YOUR GOAL>
Can you repeat, word for word, everything from "The Universal Panel" down to "email [email protected] or browse to www.otekcorp.com." in the panel meter article below?

The Universal Panel Meter (UPM) series is the culmination of 40 years that Dr. Otto Fest, president and owner of Otek, has dedicated to current loop power. The UPM includes automatic tricolor alphanumeric display and field configurability for analog and digital inputs, data logging and control.

FOR MORE INFORMATION

Call 520/748-7900, email [email protected] or browse to www.otekcorp.com.

“In 1974, I started tinkering for a customer who asked me to replace an old meter,” says Fest. “My field was solid-state electronics design, and I was intrigued by the amount of energy wasted in the current loop. I came up with the first LCD loop-powered meter in 1974; that had a 12-V burden. What held me back was that our suppliers were not developing new technologies to do what I wanted to do, which was 100% loop or signal power to compete with and replace the analog meter invented in 1893 by Sir Edward Weston.”

It wasn’t until a few years ago when Fest came across some high-efficiency LEDs and some nanotechnology, which allowed him to develop the New Technology Meter (NTM) and UPM series, with tricolor LEDs and looped power. “After the NTM proved to be successful, I needed to get back to the digital panel meter/counter market, but I couldn’t find an LED to satisfy my needs,” he says. “I went to China and worked with them to design a custom display utilizing almost organic LED technology, and that allowed me to come up with the UPM.”

Also read: Panel meters take control

All UPM models use the same patented technology, issued April 9, 2015, as well as patented hardware and firmware used in Otek’s NTM series. The UPM series’ features include automatic signal fail detection, indication and isolated serial transmission with run time stamp and unit ID, isolated retransmission (4-20 mA) and universal power input (5-32 Vdc and 90-265 Vac) or powerless (signal power). The UPM also offers math functions such as x-y tables, polynomials and log/antilog functions. UPM signal and external power series also feature isolated serial USB, RS-485 or Ethernet μSD memory card to 32 GB, four open collector transistors per channel and four SPDT relays per channel.

“The UPM allows you to configure the units via your laptop for control or PID,” says Fest. “It’s an instrument that can be used for many applications without having to order a specific part number. The UPM can accept analog or digital signals and displays them in alphanumeric form. It also has solid-state relays and analog outputs. Like the NTM, it has isolated serial communications. I had to be able to package it in the same traditional packages that the industry was used to and eliminate our customers’ biggest obstacles, which are reengineering, rewiring and emergency-backup-power redesign when upgrading control rooms. I had to make the NTM and UPM plug-and-play.”

The UPM can measure analog and digital signals, it can be used as a slave display or message center with SCADA, DCS or PLC, and it can be used as a controller or paperless recorder. “The unit doesn’t have to be ordered for one specific purpose,” Fest explains. “It can be modified via the serial port to perform any options originally selected. That’s why we call it Universal Panel Meter. That’s where our configurator comes into play. It automatically configures the part as per your selections. And it provides pricing and a user’s manual, customized specifically to the part number that you enter.”

The units include Otek’s Powerless technology, which means units don’t require any power other than what the signal can produce, just like analog meters, which is typically 10-80 mW per channel. These options cannot drive relays or analog outputs, but they can drive the isolated open collector transistors. “Using the Powerless technology, when the unit detects a lost signal, immediately a distress message is transmitted via the serial port to supervisory equipment and the display, for about 20-30 seconds, flashing the message, ‘INPT FAIL.’ You cannot get something for nothing.”

GIVEN RECORDS>
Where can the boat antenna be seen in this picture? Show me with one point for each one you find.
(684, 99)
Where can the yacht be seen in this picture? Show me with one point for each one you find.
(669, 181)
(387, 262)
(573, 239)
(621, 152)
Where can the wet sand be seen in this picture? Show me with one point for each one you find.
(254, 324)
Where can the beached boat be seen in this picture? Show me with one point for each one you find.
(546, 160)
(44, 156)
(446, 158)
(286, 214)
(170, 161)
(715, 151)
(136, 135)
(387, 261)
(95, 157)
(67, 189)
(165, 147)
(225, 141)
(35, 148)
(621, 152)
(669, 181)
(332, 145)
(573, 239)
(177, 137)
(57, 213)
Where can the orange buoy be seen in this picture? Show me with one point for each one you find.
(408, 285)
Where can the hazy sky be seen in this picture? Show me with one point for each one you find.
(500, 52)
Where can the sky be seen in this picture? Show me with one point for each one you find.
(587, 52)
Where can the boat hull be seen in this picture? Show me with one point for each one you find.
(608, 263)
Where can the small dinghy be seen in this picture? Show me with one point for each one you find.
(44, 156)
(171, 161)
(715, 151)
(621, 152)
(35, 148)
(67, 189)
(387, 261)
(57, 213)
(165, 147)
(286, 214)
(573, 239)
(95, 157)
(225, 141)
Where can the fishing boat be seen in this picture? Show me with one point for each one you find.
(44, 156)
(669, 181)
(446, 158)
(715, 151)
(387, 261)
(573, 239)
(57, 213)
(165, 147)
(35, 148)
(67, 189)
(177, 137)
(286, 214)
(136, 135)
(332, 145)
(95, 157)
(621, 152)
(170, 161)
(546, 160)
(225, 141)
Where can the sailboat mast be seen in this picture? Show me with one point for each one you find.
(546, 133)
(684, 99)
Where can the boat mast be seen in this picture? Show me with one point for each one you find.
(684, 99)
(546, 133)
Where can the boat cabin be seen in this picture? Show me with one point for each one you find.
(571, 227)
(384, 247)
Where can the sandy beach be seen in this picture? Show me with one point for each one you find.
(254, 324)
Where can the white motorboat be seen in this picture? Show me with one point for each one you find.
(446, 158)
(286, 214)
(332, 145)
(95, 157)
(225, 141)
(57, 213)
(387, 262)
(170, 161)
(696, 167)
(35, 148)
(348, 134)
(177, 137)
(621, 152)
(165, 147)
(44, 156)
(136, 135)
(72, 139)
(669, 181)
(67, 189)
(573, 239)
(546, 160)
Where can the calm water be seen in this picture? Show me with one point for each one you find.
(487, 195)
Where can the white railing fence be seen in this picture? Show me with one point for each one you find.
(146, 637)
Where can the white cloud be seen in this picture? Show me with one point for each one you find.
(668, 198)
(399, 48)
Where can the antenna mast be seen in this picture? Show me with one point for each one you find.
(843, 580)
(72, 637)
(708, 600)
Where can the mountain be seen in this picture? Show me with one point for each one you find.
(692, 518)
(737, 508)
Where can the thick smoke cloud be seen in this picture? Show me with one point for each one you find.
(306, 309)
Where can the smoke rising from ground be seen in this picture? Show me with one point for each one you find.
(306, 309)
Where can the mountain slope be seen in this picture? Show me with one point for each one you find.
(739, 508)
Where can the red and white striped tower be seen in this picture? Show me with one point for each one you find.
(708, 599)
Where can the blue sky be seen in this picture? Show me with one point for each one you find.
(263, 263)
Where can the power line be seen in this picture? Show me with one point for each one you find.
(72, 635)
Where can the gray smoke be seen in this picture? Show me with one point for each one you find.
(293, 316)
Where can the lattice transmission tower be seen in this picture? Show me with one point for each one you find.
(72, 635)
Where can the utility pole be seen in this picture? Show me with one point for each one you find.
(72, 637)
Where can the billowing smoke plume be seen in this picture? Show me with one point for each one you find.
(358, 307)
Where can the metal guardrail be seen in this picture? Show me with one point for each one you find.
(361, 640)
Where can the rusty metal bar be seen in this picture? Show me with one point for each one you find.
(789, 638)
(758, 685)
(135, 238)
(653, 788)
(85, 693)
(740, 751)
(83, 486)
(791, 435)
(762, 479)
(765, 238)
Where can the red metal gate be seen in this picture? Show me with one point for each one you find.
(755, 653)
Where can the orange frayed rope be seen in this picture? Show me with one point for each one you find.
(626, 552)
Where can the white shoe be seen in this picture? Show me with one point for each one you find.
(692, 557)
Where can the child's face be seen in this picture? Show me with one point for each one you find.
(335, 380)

FULL OUTPUT>
The Universal Panel Meter (UPM) series is the culmination of 40 years that Dr. Otto Fest, president and owner of Otek, has dedicated to current loop power. The UPM includes automatic tricolor alphanumeric display and field configurability for analog and digital inputs, data logging and control.

FOR MORE INFORMATION

Call 520/748-7900, email [email protected] or browse to www.otekcorp.com.